#### TEXTE À LIRE
□ □ □ □
Distilbène : deux laboratoires condamnés en appel à indemniser une victime
Ce devait être une décision importante pour les 160.000 bébés exposés in utero au distilbène. Une décision obtenue après 9 ans de bataille judiciaire. Jusqu'à présent, pour prouver leur exposition à la molécule, les victimes devaient souvent fournir l'ordonnance prescrite à leur mère. Une mission quasi impossible, personne ou presque ne garde ce genre de documents pendant 30 ou 40 ans.
Il manque en l'occurrence cette ordonnance à Marie-Elise Pesenti, victime d'un cancer de l'utérus à 21 ans. Sa mère avait juste inscrit "Distilbène" sur son carnet de santé. Pourtant l'arrêt de la cour d'appel confirme la décision rendue en septembre 2009 par la Cour de cassation et condamne les deux laboratoires UCB Pharma et Novartis à verser conjointement 213.000 euros d'indemnisation à elle et sa famille.
Ce n'est pas la première fois que des laboratoires indemnisent "une fille Distilbène", mais c'est bien la fin d'un parcours judiciaire épuisant pour cette femme, car les laboratoires ont d'ores et déjà annoncé qu'ils ne contesteront pas cette décision. Dans son cas, des experts ont établi un lien entre son cancer développé très jeune et la molécule absorbée par sa mère.
Une autre victime déboutée
En revanche, la cour d'appel se penchait sur le cas d'une autre femme, Sophie Meyer, qui souffre de stérilité mais n'a pas bénéficié d'expertise médicale. Les magistrats ont estimé là qu'on ne pouvait prouver que sa pathologie était liée au Distilbène. Même si, selon son avocate, elle présente une anomalie spécifique classifiée "utérus Distilbène". Elle peut encore se pourvoir en cassation.
Deux cas, deux mesures. Il reste que la première décision est "une avancée ", selon Me Martine Verdier, l'avocate des deux plaignantes. Avancée qui ouvre la voie vers d'autres plaintes. Elles sont aujourd'hui 80.000 femmes recensées pour avoir développé cancers ou malformations après une exposition au Distilbène. Sans oublier les hommes, "les fils Distilbène", qui pourraient être aussi victimes de stérilité.
Un traitement judiciaire "au cas par cas"
Cela demeure cependant un combat "au cas par cas ". L'avocate Me Verdier plaide d'ailleurs pour que s'ouvre une class action, c'est-à-dire une action collective à l'américaine, pour fédérer les plaintes de toutes ces victimes et ainsi abréger ce parcours judiciaire interminable. "Ce serait moins lourd pour tout le monde ", explique Anne Levadou, ancienne infirmière et président de l'association DES France.
Le Distilbène est le nom commercial de l'hormone de synthèse DES commercialisée en France par les deux laboratoires UCB Pharma et Novartis. Elle était censée prévenir les fausse couches, mais, après avoir été soupçonnée de toxicité dès 1953, puis incriminée en 1971, elle a été interdite en 1977.
□ □ □ □
#### CONSIGNES À SUIVRE
A – Transcrivez fidèlement tout le passage de l'article sur le Distilbène allant de « Un traitement judiciaire » jusqu'à « l'association DES France. ».
B – Selon l'article sur le Distilbène, pourquoi la décision de la cour d'appel met-elle fin au parcours judiciaire de Marie-Elise Pesenti ? Répondez en une à trois phrases.

#### DONNÉES
□ □ □ □
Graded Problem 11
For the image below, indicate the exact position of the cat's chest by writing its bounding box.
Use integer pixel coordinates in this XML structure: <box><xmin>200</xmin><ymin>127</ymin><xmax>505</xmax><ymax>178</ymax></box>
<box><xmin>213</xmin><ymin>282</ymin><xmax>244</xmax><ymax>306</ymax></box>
□ □ □ □
#### RÉPONSES
A –
Un traitement judiciaire "au cas par cas"
Cela demeure cependant un combat "au cas par cas ". L'avocate Me Verdier plaide d'ailleurs pour que s'ouvre une class action, c'est-à-dire une action collective à l'américaine, pour fédérer les plaintes de toutes ces victimes et ainsi abréger ce parcours judiciaire interminable. "Ce serait moins lourd pour tout le monde ", explique Anne Levadou, ancienne infirmière et président de l'association DES France.

B – Cette décision met fin à son parcours judiciaire parce que les laboratoires UCB Pharma et Novartis ont d'ores et déjà annoncé qu'ils ne la contesteront pas.